_REQUIREMENT_
In the listing that follows, how many lines contain "below"? Give the number only.

_PROVIDED INFORMATION_
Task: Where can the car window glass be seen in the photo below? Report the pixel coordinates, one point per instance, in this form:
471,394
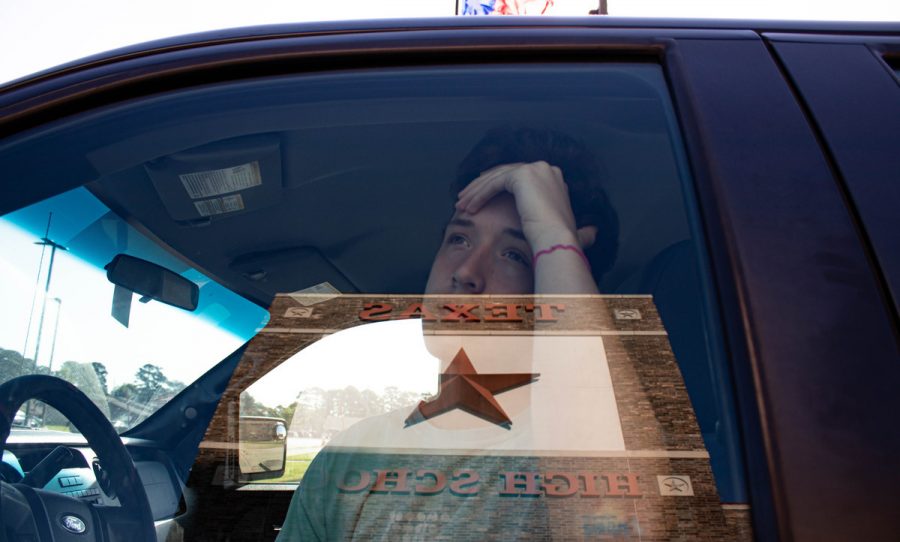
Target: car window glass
424,368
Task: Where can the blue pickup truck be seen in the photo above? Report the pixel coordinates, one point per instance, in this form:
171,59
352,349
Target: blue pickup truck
596,279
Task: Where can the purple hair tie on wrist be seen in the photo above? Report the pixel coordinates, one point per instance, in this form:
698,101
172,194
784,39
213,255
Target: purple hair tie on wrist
554,248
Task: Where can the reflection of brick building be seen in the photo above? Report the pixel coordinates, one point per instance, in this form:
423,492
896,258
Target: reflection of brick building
651,482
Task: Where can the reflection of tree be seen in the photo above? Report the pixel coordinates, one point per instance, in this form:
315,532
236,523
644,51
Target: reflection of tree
126,404
321,413
13,364
100,369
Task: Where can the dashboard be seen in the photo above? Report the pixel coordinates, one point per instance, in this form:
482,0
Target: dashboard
71,468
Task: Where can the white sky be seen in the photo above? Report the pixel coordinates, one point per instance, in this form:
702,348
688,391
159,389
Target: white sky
35,35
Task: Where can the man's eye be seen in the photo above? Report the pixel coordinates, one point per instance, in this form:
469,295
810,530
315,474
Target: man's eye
456,239
518,257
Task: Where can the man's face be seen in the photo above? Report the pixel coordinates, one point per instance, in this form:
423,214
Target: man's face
483,253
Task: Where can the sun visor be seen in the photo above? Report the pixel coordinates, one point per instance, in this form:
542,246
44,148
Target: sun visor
219,179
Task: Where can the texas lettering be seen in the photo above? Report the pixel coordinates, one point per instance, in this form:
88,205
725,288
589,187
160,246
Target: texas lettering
462,312
467,482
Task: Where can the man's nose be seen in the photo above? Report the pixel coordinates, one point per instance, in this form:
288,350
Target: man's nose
470,275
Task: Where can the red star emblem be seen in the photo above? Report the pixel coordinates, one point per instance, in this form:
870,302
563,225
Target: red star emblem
465,389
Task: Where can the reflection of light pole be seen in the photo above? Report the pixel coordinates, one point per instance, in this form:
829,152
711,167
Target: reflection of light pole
45,241
602,9
55,333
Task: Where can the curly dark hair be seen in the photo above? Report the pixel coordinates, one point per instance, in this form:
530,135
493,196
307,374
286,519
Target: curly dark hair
580,168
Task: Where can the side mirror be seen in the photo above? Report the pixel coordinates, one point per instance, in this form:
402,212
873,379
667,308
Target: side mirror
262,453
151,281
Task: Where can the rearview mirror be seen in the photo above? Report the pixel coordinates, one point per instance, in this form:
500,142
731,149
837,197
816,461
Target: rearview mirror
151,281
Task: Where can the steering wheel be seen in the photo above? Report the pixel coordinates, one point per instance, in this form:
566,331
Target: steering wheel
28,511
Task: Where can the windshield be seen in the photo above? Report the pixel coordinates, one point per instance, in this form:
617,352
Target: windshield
57,314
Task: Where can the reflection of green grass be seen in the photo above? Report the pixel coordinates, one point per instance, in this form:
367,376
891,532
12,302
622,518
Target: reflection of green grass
294,469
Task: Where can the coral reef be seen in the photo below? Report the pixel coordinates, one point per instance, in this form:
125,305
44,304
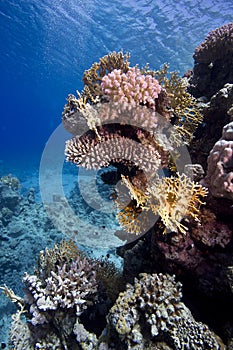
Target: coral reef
54,312
153,306
219,177
213,62
133,121
131,87
66,286
172,198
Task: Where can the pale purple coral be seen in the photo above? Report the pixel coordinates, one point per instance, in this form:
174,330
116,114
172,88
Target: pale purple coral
131,87
219,176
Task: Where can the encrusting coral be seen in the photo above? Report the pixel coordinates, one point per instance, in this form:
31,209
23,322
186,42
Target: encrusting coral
219,177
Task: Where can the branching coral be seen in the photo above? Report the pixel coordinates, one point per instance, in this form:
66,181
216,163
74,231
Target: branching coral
219,177
173,199
129,132
92,77
176,198
131,87
153,306
183,107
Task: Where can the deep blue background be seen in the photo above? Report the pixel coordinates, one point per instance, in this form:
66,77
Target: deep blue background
46,45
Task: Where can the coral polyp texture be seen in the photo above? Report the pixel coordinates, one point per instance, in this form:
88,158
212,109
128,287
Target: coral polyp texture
131,87
111,148
153,306
219,176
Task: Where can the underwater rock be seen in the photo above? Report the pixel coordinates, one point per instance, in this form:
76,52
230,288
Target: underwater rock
213,62
217,113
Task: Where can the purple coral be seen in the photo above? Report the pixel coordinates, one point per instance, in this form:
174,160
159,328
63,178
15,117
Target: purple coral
70,287
131,87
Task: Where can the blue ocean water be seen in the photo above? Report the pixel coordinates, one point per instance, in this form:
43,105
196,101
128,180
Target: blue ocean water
46,45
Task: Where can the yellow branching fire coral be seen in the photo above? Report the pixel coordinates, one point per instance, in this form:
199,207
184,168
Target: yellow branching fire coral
174,199
183,106
136,119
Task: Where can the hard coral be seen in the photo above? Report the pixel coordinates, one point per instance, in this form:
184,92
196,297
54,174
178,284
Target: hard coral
153,306
131,87
92,77
217,42
68,287
174,199
219,177
93,154
213,62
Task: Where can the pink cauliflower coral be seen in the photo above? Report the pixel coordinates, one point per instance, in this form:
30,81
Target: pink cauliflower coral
131,87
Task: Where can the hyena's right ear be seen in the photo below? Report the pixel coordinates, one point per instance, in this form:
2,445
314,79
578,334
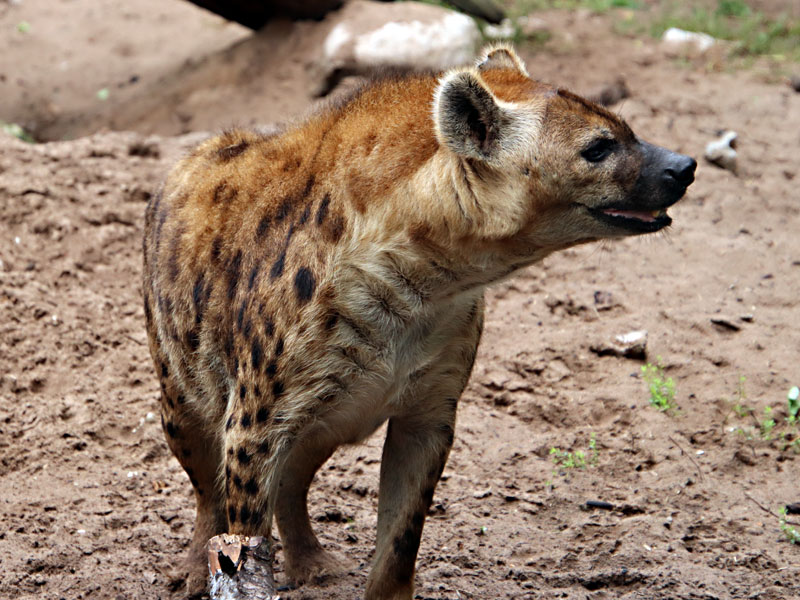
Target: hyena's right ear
468,118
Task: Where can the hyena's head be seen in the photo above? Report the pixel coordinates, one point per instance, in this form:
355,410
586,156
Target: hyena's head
556,170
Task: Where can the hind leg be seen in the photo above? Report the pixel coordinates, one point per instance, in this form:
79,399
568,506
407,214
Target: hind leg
304,556
198,452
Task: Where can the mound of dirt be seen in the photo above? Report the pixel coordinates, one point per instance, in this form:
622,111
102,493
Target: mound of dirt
93,505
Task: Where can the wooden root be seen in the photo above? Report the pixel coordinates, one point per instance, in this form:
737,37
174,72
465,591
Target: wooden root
240,567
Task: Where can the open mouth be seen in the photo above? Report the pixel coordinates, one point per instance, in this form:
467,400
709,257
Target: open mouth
640,221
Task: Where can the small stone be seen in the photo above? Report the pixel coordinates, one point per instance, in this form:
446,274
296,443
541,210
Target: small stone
725,323
680,38
482,493
504,31
628,345
530,26
722,152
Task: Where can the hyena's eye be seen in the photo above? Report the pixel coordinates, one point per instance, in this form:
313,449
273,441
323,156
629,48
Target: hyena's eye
599,150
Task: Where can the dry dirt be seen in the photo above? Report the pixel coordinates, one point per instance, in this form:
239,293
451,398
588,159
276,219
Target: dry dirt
92,505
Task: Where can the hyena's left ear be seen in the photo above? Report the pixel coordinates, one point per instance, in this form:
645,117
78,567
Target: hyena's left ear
468,118
501,57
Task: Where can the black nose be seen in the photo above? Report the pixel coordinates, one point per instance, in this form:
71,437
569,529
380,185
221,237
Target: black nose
682,169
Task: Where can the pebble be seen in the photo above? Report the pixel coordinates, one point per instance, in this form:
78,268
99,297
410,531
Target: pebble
722,151
680,38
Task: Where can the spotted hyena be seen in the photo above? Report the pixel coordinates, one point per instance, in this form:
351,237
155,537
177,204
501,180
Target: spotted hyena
305,287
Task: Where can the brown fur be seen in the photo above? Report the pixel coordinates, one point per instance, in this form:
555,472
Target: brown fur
303,288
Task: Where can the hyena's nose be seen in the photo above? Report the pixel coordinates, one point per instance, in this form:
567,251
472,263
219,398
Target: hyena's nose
681,169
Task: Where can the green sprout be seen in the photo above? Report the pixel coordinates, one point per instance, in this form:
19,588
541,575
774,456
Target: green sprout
662,388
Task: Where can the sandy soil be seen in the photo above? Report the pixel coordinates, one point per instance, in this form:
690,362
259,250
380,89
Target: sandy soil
92,505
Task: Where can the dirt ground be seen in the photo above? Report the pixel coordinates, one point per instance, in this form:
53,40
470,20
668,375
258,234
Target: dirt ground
92,504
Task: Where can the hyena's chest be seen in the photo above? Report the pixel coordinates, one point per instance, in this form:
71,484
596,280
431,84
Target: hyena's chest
397,369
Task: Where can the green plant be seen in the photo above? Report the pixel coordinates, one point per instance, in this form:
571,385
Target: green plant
564,461
793,405
17,131
767,424
662,388
791,534
751,32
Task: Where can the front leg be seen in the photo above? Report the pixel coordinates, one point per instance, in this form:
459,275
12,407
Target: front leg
414,456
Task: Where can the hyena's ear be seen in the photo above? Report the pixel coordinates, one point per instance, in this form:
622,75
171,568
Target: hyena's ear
501,57
468,118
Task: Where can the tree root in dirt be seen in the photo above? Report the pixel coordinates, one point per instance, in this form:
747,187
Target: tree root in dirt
240,567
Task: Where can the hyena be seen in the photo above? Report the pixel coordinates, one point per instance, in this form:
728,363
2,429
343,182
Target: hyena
302,288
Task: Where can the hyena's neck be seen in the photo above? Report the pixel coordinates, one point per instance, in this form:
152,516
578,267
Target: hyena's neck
420,244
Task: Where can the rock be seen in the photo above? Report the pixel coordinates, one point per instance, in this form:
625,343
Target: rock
611,93
680,39
722,152
725,323
629,345
505,30
366,37
529,26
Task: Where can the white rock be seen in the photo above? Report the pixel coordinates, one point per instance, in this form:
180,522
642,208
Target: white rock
504,31
722,151
701,42
632,337
365,36
532,25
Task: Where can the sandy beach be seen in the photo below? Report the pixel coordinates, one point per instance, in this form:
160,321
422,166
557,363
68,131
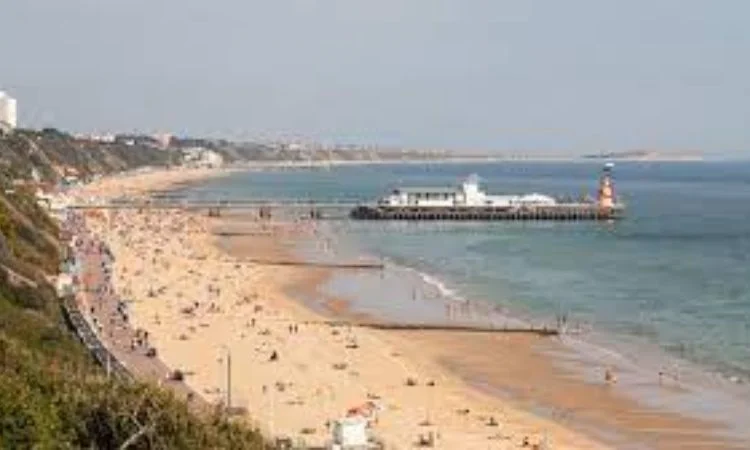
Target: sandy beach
295,372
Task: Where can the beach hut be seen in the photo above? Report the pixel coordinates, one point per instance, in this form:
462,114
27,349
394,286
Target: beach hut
350,433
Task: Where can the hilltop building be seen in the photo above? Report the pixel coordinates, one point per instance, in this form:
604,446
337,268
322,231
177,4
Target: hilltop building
8,112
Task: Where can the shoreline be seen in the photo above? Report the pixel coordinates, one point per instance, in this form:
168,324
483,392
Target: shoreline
277,282
574,391
317,366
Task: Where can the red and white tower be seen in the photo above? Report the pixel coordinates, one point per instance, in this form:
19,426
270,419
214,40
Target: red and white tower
606,188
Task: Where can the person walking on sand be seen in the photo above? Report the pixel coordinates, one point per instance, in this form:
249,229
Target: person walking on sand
609,376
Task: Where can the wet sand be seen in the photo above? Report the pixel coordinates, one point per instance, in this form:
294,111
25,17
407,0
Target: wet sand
199,302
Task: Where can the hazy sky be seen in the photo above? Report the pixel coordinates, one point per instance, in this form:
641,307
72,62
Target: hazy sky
568,75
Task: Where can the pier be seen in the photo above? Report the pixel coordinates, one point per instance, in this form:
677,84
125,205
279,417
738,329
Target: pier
572,212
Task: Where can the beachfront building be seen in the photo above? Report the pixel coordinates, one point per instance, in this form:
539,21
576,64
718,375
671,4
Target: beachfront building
8,112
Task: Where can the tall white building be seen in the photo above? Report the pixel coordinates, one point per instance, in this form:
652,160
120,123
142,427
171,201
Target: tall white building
8,111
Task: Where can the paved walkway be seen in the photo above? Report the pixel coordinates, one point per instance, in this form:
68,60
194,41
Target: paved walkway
100,318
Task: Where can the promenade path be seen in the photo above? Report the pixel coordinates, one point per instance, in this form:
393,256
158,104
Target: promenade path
100,318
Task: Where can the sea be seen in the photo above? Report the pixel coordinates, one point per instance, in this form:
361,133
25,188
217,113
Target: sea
667,286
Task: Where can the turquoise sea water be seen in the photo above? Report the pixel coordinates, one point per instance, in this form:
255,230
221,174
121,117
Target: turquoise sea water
673,276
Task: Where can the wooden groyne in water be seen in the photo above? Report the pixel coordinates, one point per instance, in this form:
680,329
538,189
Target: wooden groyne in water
331,265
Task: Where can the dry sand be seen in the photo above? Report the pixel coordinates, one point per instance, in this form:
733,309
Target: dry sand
198,302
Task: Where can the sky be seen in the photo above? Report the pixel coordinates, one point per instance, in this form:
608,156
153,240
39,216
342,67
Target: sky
534,76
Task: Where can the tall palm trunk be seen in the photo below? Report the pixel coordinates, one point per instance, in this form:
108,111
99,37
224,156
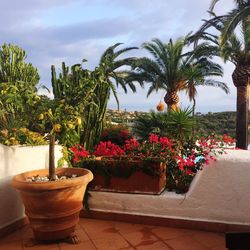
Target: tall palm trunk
52,172
241,79
172,100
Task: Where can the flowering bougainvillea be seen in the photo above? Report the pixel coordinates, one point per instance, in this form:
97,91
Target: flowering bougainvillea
183,162
108,149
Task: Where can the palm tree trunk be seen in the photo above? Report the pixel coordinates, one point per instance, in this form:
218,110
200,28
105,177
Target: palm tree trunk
242,117
172,100
241,80
193,108
52,174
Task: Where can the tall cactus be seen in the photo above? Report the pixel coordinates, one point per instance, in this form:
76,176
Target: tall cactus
13,67
88,93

_WORKED SOLUTION_
5